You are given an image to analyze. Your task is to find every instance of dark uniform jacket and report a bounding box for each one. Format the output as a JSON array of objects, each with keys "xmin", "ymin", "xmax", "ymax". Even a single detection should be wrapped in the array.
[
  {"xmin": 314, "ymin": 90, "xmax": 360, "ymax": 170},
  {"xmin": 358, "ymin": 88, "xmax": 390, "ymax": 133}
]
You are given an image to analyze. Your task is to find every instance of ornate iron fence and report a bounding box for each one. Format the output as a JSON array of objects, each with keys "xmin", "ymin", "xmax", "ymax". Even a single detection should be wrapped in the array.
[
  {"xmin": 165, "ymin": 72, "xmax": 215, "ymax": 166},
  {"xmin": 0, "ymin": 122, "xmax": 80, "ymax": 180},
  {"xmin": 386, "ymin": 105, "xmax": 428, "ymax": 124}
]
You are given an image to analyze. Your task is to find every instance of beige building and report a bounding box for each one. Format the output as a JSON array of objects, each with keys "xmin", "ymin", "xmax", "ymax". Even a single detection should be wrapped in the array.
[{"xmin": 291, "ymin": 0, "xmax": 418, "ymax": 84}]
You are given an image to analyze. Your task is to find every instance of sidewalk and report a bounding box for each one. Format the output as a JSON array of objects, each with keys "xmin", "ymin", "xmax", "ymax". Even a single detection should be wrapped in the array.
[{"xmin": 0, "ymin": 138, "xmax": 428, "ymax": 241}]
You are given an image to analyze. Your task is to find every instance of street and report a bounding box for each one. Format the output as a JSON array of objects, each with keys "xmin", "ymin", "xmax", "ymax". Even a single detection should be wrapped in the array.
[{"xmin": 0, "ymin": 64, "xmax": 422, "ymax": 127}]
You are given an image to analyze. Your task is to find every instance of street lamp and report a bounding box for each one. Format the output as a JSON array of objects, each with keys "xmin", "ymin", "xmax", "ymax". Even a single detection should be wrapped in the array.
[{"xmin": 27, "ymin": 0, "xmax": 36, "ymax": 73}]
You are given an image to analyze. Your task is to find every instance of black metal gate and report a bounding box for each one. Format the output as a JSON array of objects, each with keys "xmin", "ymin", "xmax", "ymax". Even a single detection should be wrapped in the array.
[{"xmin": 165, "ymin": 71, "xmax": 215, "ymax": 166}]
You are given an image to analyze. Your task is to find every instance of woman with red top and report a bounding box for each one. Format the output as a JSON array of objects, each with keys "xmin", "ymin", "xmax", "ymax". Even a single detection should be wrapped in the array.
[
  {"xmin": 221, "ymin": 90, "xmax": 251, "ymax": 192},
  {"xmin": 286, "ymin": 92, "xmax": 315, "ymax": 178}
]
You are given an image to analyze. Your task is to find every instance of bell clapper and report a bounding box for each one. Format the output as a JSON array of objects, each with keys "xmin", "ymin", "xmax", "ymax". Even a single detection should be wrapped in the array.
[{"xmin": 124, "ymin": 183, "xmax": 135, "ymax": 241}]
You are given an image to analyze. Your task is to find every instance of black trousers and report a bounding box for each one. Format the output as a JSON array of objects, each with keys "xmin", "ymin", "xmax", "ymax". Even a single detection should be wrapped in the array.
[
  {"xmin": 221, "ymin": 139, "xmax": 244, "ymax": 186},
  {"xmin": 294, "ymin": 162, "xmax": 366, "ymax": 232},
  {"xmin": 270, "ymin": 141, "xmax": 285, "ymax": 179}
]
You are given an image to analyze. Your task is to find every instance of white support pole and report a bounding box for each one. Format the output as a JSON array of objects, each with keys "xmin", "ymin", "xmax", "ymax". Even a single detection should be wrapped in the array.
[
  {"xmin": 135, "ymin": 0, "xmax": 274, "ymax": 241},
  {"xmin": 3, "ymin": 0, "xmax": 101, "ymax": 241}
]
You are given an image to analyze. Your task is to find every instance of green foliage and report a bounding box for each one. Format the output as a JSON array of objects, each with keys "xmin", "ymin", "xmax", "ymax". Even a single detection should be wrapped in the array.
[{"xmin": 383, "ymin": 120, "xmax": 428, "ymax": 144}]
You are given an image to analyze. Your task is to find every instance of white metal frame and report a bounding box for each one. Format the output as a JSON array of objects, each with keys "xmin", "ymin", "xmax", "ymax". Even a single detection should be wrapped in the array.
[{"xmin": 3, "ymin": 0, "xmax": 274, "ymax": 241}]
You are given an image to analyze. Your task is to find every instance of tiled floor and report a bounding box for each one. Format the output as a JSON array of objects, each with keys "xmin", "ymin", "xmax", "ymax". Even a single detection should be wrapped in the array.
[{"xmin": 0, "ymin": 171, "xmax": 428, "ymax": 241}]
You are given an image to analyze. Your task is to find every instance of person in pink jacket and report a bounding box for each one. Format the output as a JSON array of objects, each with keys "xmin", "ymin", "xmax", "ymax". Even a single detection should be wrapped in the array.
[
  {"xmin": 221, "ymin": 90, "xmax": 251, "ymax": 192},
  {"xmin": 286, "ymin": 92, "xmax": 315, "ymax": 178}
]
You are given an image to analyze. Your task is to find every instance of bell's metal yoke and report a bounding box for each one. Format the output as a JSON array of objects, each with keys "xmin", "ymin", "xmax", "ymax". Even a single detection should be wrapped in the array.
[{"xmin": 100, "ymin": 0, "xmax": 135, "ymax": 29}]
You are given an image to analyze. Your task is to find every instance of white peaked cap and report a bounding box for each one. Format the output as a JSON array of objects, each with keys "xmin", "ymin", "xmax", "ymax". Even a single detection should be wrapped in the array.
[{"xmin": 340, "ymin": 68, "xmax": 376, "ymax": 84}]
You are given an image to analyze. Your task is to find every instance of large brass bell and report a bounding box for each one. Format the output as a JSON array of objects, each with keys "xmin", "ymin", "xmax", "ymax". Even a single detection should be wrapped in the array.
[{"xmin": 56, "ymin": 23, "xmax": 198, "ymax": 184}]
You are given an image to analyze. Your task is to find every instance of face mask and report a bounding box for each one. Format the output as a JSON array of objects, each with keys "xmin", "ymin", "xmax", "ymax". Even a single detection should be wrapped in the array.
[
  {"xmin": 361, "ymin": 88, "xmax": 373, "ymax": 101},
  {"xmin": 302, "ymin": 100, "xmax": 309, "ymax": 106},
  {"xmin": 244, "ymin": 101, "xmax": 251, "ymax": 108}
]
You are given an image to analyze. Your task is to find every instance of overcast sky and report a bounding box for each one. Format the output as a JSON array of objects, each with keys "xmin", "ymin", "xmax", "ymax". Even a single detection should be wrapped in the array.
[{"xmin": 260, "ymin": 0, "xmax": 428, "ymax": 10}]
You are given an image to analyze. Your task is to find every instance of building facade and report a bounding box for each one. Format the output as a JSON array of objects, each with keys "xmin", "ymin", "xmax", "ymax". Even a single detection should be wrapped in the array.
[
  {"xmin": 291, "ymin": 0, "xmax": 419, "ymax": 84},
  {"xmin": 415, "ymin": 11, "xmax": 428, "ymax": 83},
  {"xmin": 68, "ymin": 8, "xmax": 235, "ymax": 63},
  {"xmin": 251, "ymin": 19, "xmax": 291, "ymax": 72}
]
= = = = =
» **Task objective**:
Rewrite all the records above with "bounding box" renamed to "enclosing rectangle" wherever it occurs, leaving everything else unchanged.

» **Answer to this exercise**:
You are given an image to analyze. Your task is to find every instance of dark uniform jacket and report a enclosing rectangle for each one. Format the output as a JSON array of objects, each with keys "xmin", "ymin", "xmax", "ymax". Even a single detection should be wrapped in the array.
[
  {"xmin": 314, "ymin": 90, "xmax": 360, "ymax": 170},
  {"xmin": 358, "ymin": 88, "xmax": 390, "ymax": 133}
]
You are given an image to analyze. Your task is to find every instance of ornate iron fence and report a enclosing rectangle for each one. Format the output as a JSON array of objects, each with keys "xmin", "ymin", "xmax", "ymax". Even a single detection should be wrapped in the array.
[
  {"xmin": 165, "ymin": 72, "xmax": 215, "ymax": 166},
  {"xmin": 0, "ymin": 122, "xmax": 80, "ymax": 180},
  {"xmin": 386, "ymin": 105, "xmax": 428, "ymax": 124}
]
You are given an image to analyze. Your task is to find every instance of beige building and report a enclosing rectangle for each one. Format the output as a JSON array of objects, each with keys "xmin", "ymin", "xmax", "ymax". Even a single detection should be wrapped in the array.
[{"xmin": 291, "ymin": 0, "xmax": 418, "ymax": 84}]
You are given an image to analyze. Your task is to find every instance of sidewalk and report a enclosing rectangle for each one. Format the output as a JSON array of objects, each with keys "xmin", "ymin", "xmax", "ymax". Even a single detection should be wrapped in the array.
[{"xmin": 0, "ymin": 138, "xmax": 428, "ymax": 241}]
You are given an image to analyze. Your task is to find every instance of street and report a enclosing rectangle for each one. Format the output as a JSON array of objects, each with keys "xmin", "ymin", "xmax", "ymax". Even a single detection should be wrapped in the array.
[{"xmin": 0, "ymin": 64, "xmax": 422, "ymax": 127}]
You are given an image to analyze. Your task is to find every instance of street lamp and report a enclosing rectangle for each one. Format the output as a JSON array of objects, each with keys "xmin", "ymin", "xmax", "ymax". Even a single detection should be wrapped in the array.
[{"xmin": 27, "ymin": 0, "xmax": 36, "ymax": 73}]
You are given an image to analyze. Your task is to find every instance of black metal gate and report a enclosing rectangle for each one. Format the output as a JSON array of objects, each with keys "xmin", "ymin", "xmax", "ymax". Even a single detection should be wrapped in the array.
[{"xmin": 165, "ymin": 71, "xmax": 215, "ymax": 166}]
You are given an image to analyze. Your task is to find every instance of woman with red top and report a enclosing rectangle for each one. Format the output as a JSON array of objects, each with keys "xmin", "ymin", "xmax", "ymax". Even a single detection should be wrapped in the array.
[
  {"xmin": 221, "ymin": 90, "xmax": 251, "ymax": 192},
  {"xmin": 286, "ymin": 92, "xmax": 315, "ymax": 178}
]
You are given an image to analyze. Your task is to find every instance of bell clapper and report a enclosing rectangle for each one. Format the output as a JSON array of objects, each with keys "xmin", "ymin", "xmax", "ymax". Even a single detection should be wrapped in the array.
[{"xmin": 124, "ymin": 183, "xmax": 135, "ymax": 241}]
You are given an image to analyze. Your task is to find every instance of black trousers and report a enclosing rectangle for each one. Format the output as a JSON array of objects, each with keys "xmin", "ymin", "xmax", "ymax". Even a single detection should be wrapped in the array.
[
  {"xmin": 221, "ymin": 139, "xmax": 244, "ymax": 186},
  {"xmin": 294, "ymin": 162, "xmax": 366, "ymax": 232},
  {"xmin": 270, "ymin": 141, "xmax": 285, "ymax": 179}
]
You are given an image to analyze. Your task is to find every instance of white support pole and report a enclosing rectangle for each one. Format the output as a JSON array of objects, each with keys "xmin", "ymin", "xmax", "ymax". Even a single detection should be wrapped in the array.
[
  {"xmin": 135, "ymin": 0, "xmax": 274, "ymax": 241},
  {"xmin": 3, "ymin": 0, "xmax": 101, "ymax": 241}
]
You are given an image to analyze. Your task is to find every instance of green foliage and report a enclosing rectangle for each one. Format the output as a JSON array of objects, each with keys "xmin", "ymin", "xmax", "ymax". Even a single detection should be wrapped in the array.
[{"xmin": 383, "ymin": 120, "xmax": 428, "ymax": 144}]
You are given an image to analyze. Your task is to find every instance of white metal frame and report a enclosing rectangle for each one. Format the output as a JSON array of objects, each with keys "xmin", "ymin", "xmax", "ymax". Even a single detection should be wrapped in the array.
[{"xmin": 3, "ymin": 0, "xmax": 274, "ymax": 241}]
You are given an image to analyze. Your task is to find every instance of tiled floor and report a enclosing rectangle for each one. Format the output as a JSON array of objects, each with keys "xmin", "ymin", "xmax", "ymax". Even a single detection should be wrapped in the array.
[{"xmin": 0, "ymin": 171, "xmax": 428, "ymax": 241}]
You are given an image to analyze. Your task is to find every instance of person in pink jacket and report a enclosing rectangle for each one. Format the output as a JSON array of objects, each with keys "xmin", "ymin", "xmax", "ymax". Even a single detection should be wrapped in the array.
[
  {"xmin": 221, "ymin": 90, "xmax": 251, "ymax": 192},
  {"xmin": 286, "ymin": 92, "xmax": 315, "ymax": 178}
]
You are given an image to analyze. Your task is to find every instance of bell's metal yoke and report a enclosing rectangle for each one. Format the output as a JSON array of objects, each with keys "xmin", "ymin", "xmax", "ymax". Even a single detection should be wrapped in the array.
[{"xmin": 100, "ymin": 0, "xmax": 135, "ymax": 29}]
You are given an image to analyze. Your task is to find every instance of white peaked cap and report a enclosing rectangle for each one. Format the output as a JSON array of objects, each with keys "xmin", "ymin", "xmax", "ymax". Even a single detection should be wrapped in the array.
[{"xmin": 340, "ymin": 68, "xmax": 376, "ymax": 84}]
You are given an image to analyze. Your task is to find every instance of large brass bell and report a enclosing rectangle for each one. Format the output as a JSON array of objects, each with keys "xmin", "ymin", "xmax", "ymax". Even a single detection should be wrapped in the array.
[{"xmin": 56, "ymin": 23, "xmax": 198, "ymax": 184}]
You are given an image to analyze. Your task is to find every instance of face mask and report a enclosing rectangle for each one. Format the output as a JSON array of objects, each with keys "xmin", "ymin", "xmax", "ymax". Even a single detection should be wrapped in the array.
[
  {"xmin": 361, "ymin": 88, "xmax": 373, "ymax": 101},
  {"xmin": 302, "ymin": 100, "xmax": 309, "ymax": 106},
  {"xmin": 244, "ymin": 101, "xmax": 251, "ymax": 108}
]
You are given an image to analyze. Your task is to find every instance of overcast sky and report a enclosing rectangle for each one. Format the output as a JSON array of objects, each with keys "xmin", "ymin", "xmax", "ymax". Even a single detection should be wrapped in the array.
[{"xmin": 260, "ymin": 0, "xmax": 428, "ymax": 10}]
You are given an image to analyze. Your task is to find every instance of building facade and report a enclosing rectangle for each one. Format the output as a JSON array of objects, each with keys "xmin", "ymin", "xmax", "ymax". Even a single detection should be wrapped in the array.
[
  {"xmin": 291, "ymin": 0, "xmax": 419, "ymax": 84},
  {"xmin": 415, "ymin": 11, "xmax": 428, "ymax": 83},
  {"xmin": 68, "ymin": 8, "xmax": 235, "ymax": 63},
  {"xmin": 251, "ymin": 19, "xmax": 291, "ymax": 72}
]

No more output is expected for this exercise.